In the first year of the unit, a group of COs met with a non-CO, Marshall E. Suther, Jr., who had worked at the hospital but was awaiting induction into the military.  He and a friend had met with a lawyer to gather information on the hospital. 

 

Suther arranged a meeting with Virginia’s governor, Colgate Darden, who then had Suther meet with the state hospital commissioner Dr. H. C. Henry.  Based on what he heard, Dr. Henry asked the state hospital board to hear the report from Suther as well.  As a result, the state hospital board launched an investigation into the hospital.  Hearings were held from July 29 to August 4, 1943. 

 

To report this information was a risky strategy, one that could not only lead to an exposé, but also damage public relations for CPS and the COs.  Colonel Kosch of Selective Service, when made aware just before the investigative hearing, was reported to have observed that if the charges did not stand up, the COs would be sent to a government camp.

 

Testimony included Suther’s forty-three -page written brief which had been strengthened by observations and information from at least sixteen of the CPS unit men.  Four COs gave testimony at the hearing, one of whom was Hubert Taylor, a law graduate from Temple University.  He reported he had been working in a ward for violent patients who were caged, and had received no instructions on what to do in case of fire.   Other COs described how some patients were forced to sleep on urine soaked blankets with no blankets to keep warm.  The clinical director of the unit denied the charges. 

 

The attorney for the hospital superintendent tried to impugn the testimony of the COs.  On August 21, Superintendent Brown accused the COs of mistreating patients and he called for the dismissal of the unit.  When he released the statement, he included a resolution from the American Legion for the hospital “to rid itself of these men at once”. 

 

On August 30, regular employees signed a petition to remove the COs “in the interest of greater harmony” . . . and “as a testimony to our loyalty, respect, and complete agreement with Dr. Brown’s opinion.” 

 

On September 9, the state hospital board issued a report on its investigation.  The state board removed Superintendent Brown and made several recommendations, including shorter working hours for doctors, nurses and attendants.   For full discussion of the investigation, see Taylor pp. 237-43.

(Point-per-instance localization data)

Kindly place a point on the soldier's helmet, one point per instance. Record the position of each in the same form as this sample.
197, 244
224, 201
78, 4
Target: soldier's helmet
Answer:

» **Work order**:
In the account of the state hospital investigation, on what dates were the hearings held?

» **Response to this task**:
From July 29 to August 4, 1943.